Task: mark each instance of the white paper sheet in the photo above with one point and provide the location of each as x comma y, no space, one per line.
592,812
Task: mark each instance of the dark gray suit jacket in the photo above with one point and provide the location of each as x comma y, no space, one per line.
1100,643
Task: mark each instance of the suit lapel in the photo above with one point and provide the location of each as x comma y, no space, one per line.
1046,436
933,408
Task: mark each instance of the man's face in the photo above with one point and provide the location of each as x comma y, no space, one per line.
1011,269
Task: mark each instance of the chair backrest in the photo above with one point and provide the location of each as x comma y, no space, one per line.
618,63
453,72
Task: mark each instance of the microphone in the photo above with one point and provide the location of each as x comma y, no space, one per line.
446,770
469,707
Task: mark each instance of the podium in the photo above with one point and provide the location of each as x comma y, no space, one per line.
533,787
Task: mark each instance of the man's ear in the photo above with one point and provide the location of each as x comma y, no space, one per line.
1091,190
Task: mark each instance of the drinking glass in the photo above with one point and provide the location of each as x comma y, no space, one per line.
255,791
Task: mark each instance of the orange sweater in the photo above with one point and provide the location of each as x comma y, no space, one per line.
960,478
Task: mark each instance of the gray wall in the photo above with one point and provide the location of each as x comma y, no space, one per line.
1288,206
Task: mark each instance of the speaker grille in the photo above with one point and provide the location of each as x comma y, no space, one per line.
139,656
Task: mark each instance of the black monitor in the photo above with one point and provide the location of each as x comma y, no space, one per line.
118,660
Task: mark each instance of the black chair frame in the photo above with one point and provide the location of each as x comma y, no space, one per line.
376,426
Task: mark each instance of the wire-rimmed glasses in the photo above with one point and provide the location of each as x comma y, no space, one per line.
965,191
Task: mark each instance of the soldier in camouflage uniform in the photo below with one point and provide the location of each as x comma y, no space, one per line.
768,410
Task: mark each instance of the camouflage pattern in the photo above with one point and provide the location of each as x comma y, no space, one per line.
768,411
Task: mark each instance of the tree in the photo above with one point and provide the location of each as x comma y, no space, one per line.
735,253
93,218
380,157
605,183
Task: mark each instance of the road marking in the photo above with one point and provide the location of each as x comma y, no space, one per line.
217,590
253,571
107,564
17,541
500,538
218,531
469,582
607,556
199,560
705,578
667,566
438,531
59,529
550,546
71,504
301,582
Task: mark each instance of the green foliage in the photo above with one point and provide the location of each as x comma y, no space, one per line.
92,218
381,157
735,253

----

STATED TASK: Reproduce all of the records above, swapping "point" for "dot" wherever it occurs and leaving everything else unchanged.

TASK RESPONSE:
Task: mark each instance of the white paper sheet in the photo above with one dot and provide the location of each as x comma y, no space, one per line.
592,812
Task: mark each instance of the dark gray suit jacket in the photo above with one dot and provide the location of each as x comma y, no space, one per line.
1100,643
Task: mark each instance of the suit lapel in the photo above with one dot and provide the location of each as x comma y, no space, one per line.
1046,436
933,408
Task: mark each instance of the man's face in the photo above with one dot and provide the location of each as x comma y, no space, one per line.
1011,269
Task: mark each instance of the chair backrest in the photo above with one dot and provide the location of each as x comma y, no space, one per line.
618,63
453,72
Task: mark each instance of the microphone in the photo above with one dot and provide the location of each as x comma y, no space, one per line.
446,770
469,707
Task: mark each instance of the podium in the photo above with one dot and provide the location of each as x comma y, no space, one per line.
533,787
Task: mark each instance of the man's ear in the photo above with one dot and provide the location of each as x comma y, no space, one per line.
1091,190
Task: mark each instance of the drinking glass in the photo above with one dot and provide the location of each as x comma y, no space, one per line.
255,791
Task: mark each instance of the orange sweater in the photo above with one dot and provide the location of each as x comma y, no space, one per line.
960,478
Task: mark each instance of the gray wall in the photo above with one dot and provide the location of each as x comma y, no space, one per line.
1288,206
Task: mark each instance of the speaker grille in the photo above with one dot and provide the location of each as x comma y, no space, one per line.
139,656
Task: mark each instance of the black monitor in the photo above with one dot and provide the location of each as x comma y, no space, one per line.
118,660
Task: mark each instance of the black chair frame in the photo above with one dot and provide the location of each as x comma y, no space, one per line.
376,426
Task: mark each instance of the wire-rimmed glasses in the photo above with one dot and provide the location of each as x comma y, no space, one per line.
965,191
Task: mark each instance of the soldier in camouflage uniform in the photo below with one dot and provide the location of each as x comma y, no space, one per line.
768,410
Task: mark each instance of the camouflage pattern in the photo above with one dot and provide the location of each as x comma y, no space, one per line.
768,411
Task: mark each instance of the tree in the photo above with one dot and provide the location of each as x comma y, no space, one per line.
735,253
93,218
380,157
605,183
Task: mark each instance of the road marking in the photo above with one dot and provide the location of each as x comma y, no space, one per line.
217,590
253,571
107,564
17,541
500,538
218,531
469,582
607,556
199,560
705,578
667,566
438,531
59,529
550,546
71,504
301,582
Task: mark each instance of the green foliage in the photo above with one dot and provide the location of each as x comma y, no space, one per line.
92,218
381,157
735,253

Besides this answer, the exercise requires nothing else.